--- Begin ---

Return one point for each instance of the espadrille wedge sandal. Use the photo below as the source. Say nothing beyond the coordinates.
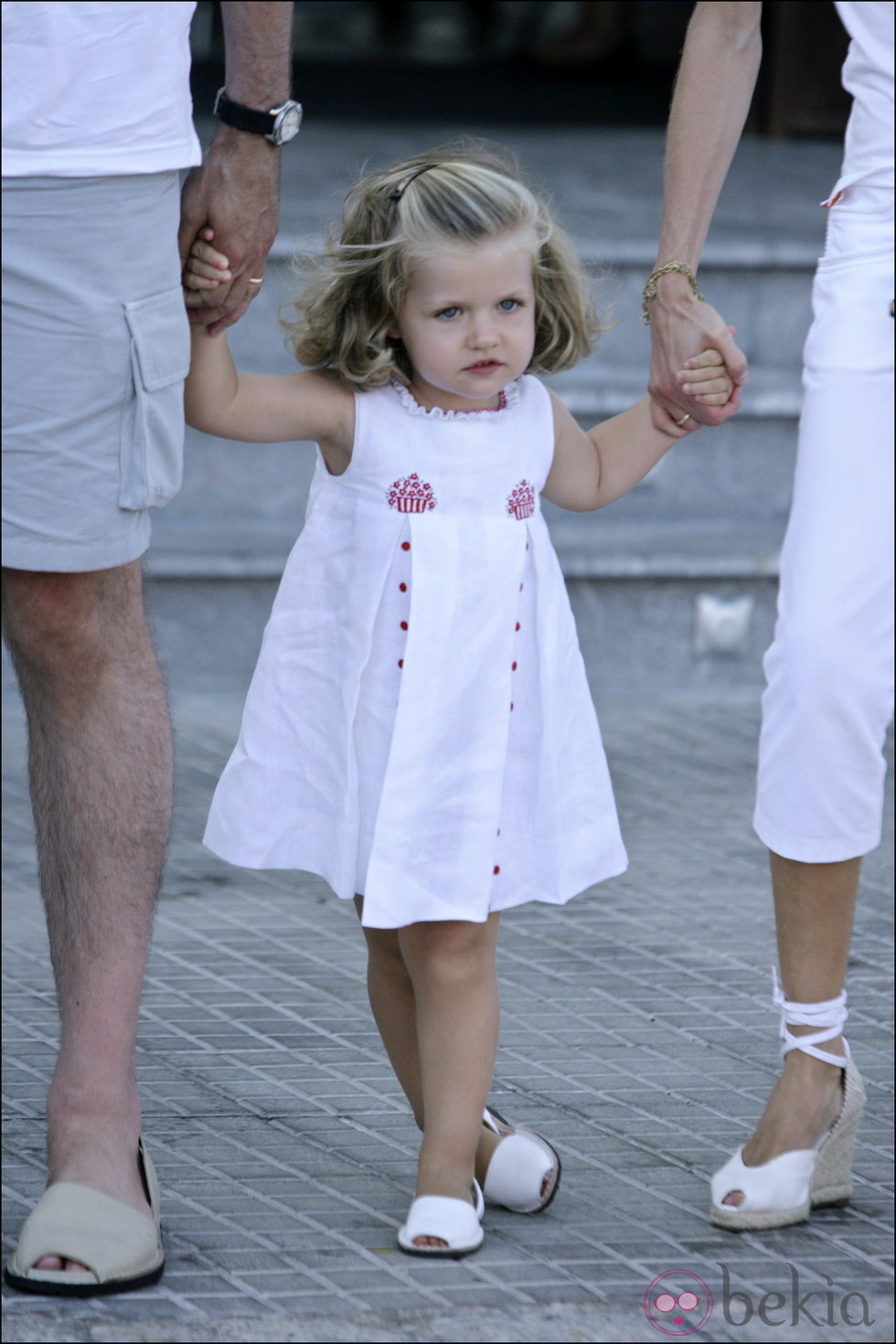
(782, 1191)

--- End ---
--- Begin ---

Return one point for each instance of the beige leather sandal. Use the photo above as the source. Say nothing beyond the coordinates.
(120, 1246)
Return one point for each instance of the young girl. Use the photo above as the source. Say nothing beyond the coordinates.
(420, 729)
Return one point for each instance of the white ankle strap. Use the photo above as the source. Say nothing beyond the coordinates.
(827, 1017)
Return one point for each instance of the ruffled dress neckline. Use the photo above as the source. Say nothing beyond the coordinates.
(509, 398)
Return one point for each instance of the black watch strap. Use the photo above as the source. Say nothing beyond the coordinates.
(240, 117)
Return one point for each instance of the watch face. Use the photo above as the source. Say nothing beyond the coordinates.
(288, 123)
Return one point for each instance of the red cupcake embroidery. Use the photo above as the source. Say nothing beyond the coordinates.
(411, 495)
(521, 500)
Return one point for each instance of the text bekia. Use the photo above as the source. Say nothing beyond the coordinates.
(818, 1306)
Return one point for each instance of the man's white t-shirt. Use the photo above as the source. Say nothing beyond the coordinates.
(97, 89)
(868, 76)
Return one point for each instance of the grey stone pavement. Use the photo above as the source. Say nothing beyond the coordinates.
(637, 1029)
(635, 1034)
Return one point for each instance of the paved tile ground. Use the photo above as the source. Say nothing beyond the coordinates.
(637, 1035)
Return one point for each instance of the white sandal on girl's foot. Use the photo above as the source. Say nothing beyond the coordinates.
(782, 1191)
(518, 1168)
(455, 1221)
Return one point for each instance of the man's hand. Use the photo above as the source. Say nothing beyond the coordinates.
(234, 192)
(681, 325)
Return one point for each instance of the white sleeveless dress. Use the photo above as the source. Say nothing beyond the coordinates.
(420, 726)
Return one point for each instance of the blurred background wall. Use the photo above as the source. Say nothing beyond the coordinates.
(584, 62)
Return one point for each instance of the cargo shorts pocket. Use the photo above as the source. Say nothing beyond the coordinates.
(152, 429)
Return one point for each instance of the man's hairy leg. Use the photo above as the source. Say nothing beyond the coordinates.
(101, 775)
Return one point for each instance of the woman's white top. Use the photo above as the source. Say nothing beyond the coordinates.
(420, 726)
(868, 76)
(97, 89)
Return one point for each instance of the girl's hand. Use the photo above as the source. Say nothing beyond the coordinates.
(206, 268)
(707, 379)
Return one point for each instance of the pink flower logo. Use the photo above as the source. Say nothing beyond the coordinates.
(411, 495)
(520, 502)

--- End ---
--- Begin ---

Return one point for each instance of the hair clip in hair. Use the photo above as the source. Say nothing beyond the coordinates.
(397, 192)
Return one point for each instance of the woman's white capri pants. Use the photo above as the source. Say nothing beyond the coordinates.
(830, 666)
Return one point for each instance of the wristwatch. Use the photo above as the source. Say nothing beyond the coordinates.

--- End ---

## Your task
Pick out and copy every line of the listing above that contains the word "girl". Case counts.

## Answer below
Return one point for each instance of the young girl. Use the photo above as the source. Say nothing beyond the coordinates.
Return one point for each instance of the white sandal on girl's foot. Use the photo above as the source. Say nothing beyond the coordinates.
Return one point for each instance of the girl's hand. Use the photo above as the source. Say nothing beyond the coordinates.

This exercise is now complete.